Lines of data
★ ★ ★

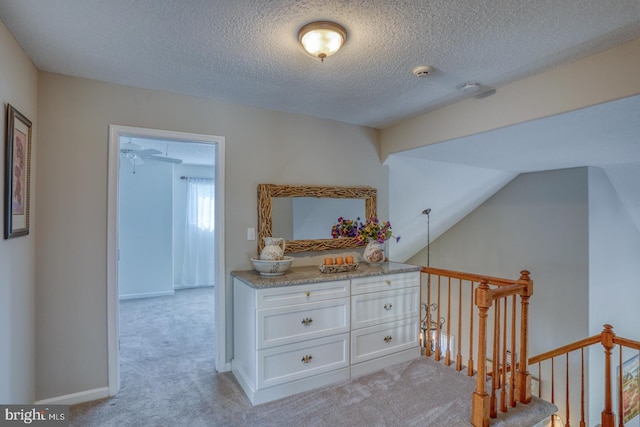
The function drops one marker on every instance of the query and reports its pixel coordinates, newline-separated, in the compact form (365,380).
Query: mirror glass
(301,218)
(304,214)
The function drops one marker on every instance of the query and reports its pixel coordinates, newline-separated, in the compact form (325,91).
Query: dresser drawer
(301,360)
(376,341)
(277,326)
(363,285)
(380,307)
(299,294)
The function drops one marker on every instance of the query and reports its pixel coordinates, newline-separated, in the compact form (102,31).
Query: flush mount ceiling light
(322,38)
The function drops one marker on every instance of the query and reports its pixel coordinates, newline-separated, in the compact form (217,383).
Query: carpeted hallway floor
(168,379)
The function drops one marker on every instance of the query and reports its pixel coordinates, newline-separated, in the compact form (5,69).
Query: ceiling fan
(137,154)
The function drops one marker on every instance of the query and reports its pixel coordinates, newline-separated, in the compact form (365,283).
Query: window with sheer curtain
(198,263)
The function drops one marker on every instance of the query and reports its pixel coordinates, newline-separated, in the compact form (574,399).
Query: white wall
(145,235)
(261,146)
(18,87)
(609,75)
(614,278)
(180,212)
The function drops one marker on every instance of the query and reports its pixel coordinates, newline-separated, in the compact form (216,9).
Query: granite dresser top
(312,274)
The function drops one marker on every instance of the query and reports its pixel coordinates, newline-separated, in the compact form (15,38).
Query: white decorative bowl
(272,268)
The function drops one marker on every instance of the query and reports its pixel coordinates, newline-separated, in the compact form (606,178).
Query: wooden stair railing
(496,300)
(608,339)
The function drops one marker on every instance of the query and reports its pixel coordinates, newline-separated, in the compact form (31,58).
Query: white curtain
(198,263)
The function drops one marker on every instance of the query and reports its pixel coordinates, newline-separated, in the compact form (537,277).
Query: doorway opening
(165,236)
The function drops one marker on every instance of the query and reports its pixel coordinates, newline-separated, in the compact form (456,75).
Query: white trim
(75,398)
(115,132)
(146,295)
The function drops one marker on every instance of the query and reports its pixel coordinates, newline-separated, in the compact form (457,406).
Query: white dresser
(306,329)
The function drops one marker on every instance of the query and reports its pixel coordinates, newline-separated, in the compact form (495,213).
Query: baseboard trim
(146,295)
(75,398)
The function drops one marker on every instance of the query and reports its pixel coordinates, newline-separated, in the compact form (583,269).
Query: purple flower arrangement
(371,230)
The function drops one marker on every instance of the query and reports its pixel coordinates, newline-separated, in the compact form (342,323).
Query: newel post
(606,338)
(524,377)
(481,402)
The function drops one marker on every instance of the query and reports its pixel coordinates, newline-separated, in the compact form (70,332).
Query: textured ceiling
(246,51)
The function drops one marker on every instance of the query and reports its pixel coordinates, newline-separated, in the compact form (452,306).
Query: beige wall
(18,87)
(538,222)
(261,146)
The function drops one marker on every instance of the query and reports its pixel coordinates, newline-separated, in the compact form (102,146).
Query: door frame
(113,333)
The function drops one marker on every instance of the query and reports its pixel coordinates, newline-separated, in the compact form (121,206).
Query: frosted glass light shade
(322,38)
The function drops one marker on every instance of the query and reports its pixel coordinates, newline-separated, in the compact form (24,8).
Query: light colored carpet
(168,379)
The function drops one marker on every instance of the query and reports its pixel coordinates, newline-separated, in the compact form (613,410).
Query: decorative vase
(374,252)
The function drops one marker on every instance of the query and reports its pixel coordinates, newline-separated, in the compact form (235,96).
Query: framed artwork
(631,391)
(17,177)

★ ★ ★

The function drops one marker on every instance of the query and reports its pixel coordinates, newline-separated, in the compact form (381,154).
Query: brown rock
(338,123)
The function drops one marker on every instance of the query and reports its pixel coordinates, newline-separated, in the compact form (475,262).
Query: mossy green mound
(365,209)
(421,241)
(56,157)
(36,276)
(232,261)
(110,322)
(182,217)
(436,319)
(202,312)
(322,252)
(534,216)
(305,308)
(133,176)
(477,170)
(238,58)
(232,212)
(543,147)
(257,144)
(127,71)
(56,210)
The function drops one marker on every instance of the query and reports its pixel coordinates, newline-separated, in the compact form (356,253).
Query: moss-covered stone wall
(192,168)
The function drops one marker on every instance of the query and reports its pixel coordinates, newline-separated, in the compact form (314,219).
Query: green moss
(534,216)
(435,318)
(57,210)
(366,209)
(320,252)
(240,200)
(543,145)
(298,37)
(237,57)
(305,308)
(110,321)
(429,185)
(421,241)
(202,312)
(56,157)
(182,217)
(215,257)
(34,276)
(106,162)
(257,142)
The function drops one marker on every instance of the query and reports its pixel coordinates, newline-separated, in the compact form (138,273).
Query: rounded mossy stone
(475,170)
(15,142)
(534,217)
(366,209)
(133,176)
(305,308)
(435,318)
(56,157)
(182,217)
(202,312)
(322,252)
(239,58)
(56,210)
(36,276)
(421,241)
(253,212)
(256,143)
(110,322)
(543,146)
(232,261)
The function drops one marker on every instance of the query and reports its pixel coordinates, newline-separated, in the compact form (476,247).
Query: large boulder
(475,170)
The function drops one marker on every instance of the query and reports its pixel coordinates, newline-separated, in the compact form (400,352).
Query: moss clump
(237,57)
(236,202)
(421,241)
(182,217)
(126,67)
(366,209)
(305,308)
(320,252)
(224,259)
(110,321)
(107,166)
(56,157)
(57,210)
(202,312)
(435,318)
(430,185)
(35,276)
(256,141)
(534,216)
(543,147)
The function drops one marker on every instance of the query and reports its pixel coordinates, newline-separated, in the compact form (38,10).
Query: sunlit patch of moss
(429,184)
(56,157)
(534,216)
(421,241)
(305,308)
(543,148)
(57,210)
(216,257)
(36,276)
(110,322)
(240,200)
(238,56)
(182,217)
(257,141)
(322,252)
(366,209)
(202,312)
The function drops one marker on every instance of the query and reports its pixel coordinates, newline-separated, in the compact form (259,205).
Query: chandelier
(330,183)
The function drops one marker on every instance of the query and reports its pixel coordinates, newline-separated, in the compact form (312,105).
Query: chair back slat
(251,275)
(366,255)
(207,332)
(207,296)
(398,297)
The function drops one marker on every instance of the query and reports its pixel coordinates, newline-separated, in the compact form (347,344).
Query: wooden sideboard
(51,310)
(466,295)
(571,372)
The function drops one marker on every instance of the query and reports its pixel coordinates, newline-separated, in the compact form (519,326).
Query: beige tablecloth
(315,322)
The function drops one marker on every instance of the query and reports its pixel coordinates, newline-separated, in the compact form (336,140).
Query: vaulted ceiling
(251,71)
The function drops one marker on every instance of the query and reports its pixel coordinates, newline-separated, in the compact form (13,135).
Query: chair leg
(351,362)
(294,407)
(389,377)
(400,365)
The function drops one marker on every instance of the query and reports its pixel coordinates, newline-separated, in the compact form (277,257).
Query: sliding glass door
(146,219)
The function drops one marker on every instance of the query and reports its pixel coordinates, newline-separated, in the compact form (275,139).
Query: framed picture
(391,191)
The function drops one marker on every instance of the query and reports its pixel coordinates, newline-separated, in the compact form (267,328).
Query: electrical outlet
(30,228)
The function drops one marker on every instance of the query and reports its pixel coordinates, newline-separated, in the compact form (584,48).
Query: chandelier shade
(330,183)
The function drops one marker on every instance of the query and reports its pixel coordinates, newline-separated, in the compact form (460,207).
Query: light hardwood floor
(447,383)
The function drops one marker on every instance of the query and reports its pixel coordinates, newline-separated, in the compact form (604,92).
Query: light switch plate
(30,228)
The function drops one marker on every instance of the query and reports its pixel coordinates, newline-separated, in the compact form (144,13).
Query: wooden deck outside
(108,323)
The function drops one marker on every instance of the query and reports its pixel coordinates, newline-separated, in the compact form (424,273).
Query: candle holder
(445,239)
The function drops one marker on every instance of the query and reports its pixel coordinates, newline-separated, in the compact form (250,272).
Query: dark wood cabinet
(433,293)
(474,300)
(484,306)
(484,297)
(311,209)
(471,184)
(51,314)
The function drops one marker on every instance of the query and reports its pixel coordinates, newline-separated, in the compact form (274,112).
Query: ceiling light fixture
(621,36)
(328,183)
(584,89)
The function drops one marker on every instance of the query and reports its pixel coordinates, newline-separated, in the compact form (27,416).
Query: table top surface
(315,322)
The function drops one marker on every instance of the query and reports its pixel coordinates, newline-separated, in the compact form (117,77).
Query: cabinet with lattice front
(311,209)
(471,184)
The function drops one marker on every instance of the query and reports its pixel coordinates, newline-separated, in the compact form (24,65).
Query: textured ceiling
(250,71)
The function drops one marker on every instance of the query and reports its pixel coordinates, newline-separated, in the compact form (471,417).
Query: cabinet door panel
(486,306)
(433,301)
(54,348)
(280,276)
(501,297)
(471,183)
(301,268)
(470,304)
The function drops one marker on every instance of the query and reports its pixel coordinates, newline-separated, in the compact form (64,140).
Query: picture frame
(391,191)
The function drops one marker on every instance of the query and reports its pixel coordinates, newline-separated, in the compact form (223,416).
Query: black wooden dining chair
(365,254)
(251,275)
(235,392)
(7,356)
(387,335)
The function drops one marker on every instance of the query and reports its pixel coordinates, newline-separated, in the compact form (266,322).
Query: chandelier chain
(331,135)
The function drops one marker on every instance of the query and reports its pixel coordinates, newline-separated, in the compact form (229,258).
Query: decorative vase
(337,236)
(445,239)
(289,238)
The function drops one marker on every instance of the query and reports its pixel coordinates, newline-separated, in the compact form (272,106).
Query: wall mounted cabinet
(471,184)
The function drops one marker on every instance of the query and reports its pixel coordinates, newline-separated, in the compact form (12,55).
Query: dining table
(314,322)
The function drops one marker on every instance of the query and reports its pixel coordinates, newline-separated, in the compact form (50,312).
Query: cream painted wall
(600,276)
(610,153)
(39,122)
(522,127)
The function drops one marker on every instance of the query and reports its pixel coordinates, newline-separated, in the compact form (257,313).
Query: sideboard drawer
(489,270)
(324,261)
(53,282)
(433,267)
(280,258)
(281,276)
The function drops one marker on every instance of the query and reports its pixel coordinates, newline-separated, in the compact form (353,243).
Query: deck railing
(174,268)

★ ★ ★

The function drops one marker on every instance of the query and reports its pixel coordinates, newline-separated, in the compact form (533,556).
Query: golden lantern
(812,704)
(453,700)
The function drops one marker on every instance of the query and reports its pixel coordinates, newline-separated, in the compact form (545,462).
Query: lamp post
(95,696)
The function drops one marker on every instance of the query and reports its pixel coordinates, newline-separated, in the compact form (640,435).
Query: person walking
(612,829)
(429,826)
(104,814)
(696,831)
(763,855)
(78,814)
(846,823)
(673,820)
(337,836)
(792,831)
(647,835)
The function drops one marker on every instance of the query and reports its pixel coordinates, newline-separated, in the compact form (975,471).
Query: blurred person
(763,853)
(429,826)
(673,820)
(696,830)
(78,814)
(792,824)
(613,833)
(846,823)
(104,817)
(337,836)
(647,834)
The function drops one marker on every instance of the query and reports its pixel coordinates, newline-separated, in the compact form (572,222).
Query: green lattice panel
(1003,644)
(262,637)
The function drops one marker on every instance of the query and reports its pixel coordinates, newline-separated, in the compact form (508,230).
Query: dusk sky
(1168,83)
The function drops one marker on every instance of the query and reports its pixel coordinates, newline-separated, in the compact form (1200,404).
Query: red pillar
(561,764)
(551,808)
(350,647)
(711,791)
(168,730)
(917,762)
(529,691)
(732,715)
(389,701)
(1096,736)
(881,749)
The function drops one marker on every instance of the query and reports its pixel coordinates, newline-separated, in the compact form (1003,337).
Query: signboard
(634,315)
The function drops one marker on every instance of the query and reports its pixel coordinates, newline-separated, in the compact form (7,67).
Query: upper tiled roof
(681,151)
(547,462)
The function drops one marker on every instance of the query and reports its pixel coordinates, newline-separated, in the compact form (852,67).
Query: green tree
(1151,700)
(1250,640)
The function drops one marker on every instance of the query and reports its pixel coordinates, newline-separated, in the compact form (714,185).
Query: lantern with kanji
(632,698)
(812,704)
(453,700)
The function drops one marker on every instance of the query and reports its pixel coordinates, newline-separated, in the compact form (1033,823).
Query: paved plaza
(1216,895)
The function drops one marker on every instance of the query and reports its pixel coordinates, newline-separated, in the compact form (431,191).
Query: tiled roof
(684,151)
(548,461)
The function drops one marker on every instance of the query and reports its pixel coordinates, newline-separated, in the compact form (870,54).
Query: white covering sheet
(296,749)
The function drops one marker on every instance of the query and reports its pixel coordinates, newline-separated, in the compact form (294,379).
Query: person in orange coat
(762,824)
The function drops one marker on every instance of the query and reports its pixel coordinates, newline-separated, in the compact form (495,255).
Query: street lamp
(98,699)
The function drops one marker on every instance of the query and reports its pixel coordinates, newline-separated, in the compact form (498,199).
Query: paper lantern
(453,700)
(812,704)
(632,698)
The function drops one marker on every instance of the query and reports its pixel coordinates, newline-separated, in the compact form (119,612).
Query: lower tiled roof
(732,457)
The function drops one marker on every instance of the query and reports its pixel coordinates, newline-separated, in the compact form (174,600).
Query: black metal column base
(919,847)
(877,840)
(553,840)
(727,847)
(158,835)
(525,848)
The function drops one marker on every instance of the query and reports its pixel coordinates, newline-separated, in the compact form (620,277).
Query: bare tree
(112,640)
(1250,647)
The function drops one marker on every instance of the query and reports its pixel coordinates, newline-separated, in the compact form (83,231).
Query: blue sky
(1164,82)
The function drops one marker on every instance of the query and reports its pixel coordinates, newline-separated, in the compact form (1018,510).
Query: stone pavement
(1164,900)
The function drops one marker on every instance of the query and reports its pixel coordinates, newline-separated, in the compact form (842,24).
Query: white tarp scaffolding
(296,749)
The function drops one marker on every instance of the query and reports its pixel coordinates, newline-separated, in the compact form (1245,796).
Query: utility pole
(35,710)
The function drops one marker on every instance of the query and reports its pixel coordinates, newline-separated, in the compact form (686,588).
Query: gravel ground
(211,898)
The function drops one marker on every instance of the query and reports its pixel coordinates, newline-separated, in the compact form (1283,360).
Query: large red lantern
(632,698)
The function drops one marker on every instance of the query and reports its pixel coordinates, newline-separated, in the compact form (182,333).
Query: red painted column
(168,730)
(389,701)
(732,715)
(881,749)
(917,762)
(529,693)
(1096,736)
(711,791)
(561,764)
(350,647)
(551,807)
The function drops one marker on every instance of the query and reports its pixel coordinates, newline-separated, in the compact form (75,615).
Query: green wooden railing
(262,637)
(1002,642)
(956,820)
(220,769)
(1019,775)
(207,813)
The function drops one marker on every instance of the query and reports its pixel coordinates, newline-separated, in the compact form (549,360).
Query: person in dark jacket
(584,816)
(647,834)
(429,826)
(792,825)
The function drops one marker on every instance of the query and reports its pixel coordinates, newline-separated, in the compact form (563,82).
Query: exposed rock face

★ ★ ★

= WRITTEN REQUEST =
Rewrite the stretch from the line containing "compact form (563,82)." through the line containing "Query: exposed rock face", putting "bare" in place of "exposed" and changing nothing else. Give only those lines.

= COMPLETE RESPONSE =
The function drops one marker on every instance of the query and reports its pixel coordinates, newline-separated, in the compact form (563,82).
Query: bare rock face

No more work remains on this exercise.